Proof of payment of performance bonds and insurance shall be provided to Lessor prior to commencement of any work. Prior to the commencement of construction or demolition of any existing improvements, Lessee, or sub-lessee, shall furnish to Lessor a complete set of plans and specifications of the improvements proposed by Lessee for Lessor's review and approval. All areas of design and engineering must be certified by and conducted under the direct supervision of architects and engineers license and registered in the State of Louisiana.

Lessee agrees that any changes to the exterior building shall be in conformity with the architectural harmony with the existing architecture and with the architectural integrity of the existing construction and shall not change the design or appearance of the exterior of the premises without the specific consent of the Lessor.

● **ENTRIES SUPPLIED**
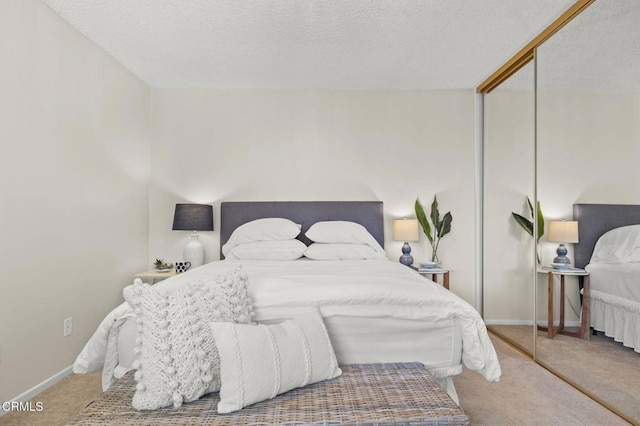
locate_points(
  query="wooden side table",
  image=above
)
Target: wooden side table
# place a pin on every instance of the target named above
(434, 275)
(154, 275)
(583, 333)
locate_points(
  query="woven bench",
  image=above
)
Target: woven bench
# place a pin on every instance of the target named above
(368, 394)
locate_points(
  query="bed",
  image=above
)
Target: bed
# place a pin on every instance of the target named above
(375, 310)
(614, 278)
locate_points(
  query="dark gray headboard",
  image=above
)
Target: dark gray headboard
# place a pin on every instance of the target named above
(367, 213)
(596, 219)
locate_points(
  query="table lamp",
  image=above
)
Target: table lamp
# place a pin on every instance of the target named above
(562, 231)
(193, 217)
(406, 230)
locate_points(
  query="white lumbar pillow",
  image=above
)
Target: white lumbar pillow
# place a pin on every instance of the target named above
(258, 362)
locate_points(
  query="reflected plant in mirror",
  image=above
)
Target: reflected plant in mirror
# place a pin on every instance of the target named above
(527, 224)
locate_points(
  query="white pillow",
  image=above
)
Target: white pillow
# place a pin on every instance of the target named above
(268, 250)
(620, 245)
(177, 360)
(258, 362)
(338, 231)
(326, 251)
(267, 229)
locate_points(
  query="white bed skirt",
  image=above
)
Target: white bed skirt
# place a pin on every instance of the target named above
(618, 318)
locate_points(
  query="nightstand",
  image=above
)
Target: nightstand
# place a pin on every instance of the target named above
(583, 333)
(154, 275)
(434, 272)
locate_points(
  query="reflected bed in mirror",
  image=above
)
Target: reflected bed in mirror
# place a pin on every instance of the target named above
(605, 359)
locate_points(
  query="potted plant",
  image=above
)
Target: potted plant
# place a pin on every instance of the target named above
(527, 224)
(441, 226)
(160, 265)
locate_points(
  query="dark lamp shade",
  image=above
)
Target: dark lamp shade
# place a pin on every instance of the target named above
(193, 217)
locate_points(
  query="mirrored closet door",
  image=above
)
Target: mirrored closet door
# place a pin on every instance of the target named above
(588, 151)
(509, 177)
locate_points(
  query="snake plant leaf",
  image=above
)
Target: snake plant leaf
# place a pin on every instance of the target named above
(530, 206)
(526, 224)
(540, 222)
(422, 219)
(435, 214)
(444, 227)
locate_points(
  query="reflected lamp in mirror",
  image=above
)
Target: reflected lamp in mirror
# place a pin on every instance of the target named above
(193, 217)
(405, 230)
(562, 231)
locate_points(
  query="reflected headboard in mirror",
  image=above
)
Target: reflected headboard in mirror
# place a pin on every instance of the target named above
(596, 219)
(367, 213)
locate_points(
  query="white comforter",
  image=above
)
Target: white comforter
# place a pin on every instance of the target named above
(371, 288)
(615, 301)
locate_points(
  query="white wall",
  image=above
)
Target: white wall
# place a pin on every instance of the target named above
(221, 145)
(74, 206)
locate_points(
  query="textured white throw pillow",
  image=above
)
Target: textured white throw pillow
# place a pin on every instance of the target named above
(341, 231)
(258, 362)
(177, 360)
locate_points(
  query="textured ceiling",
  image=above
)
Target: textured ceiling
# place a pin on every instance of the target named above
(355, 44)
(599, 51)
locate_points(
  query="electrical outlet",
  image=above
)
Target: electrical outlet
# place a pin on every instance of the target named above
(68, 326)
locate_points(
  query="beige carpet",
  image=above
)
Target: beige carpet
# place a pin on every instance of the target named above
(526, 395)
(600, 365)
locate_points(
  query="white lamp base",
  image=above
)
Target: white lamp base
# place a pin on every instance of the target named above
(194, 251)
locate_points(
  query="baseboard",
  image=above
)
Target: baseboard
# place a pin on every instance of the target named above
(542, 323)
(25, 396)
(508, 322)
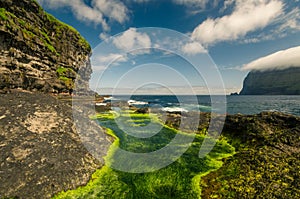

● **PROBLEM DESCRIPTION**
Continue the lease text on construction approvals and exterior alterations, starting after its final sentence.

● **RESULT**
Lease, § 7(B)(1). The Lease further states:
(3) Lessee shall have the right to put its name on both sides of the project's pylon/monument signs at no cost to lessor. Lessee also shall have the right to place signage on the front and both sides of the building. Lessee shall have the right to install any signage required by and Federal or State Regulatory agency in association with their use.

A medical sign shall be provided at the entry from the public road(s) serving the site. The Medical sign at the entry to the side shall be illuminated and connected to the emergency essential electrical system.

Lessee, at Lessee's cost, shall have the right to install an LED sign on the premises.

Any sign to be located on the front, sides or top of the Building, or the sign pylon, by Lessee, shall be subject to Lessor's prior approval which shall not be unreasonably withheld. However, all signage must be in accordance with all Parish ordinances and may not diminish the size or location of Lessor's or any present signage located on the building or lighted sign pylon.

(4) Lessee may renovate the exterior of the Building/Façade at Lessee's expense for branding and marketing purposes; Lessor approval of the renovation plan, which will not be unreasonably withheld, is required.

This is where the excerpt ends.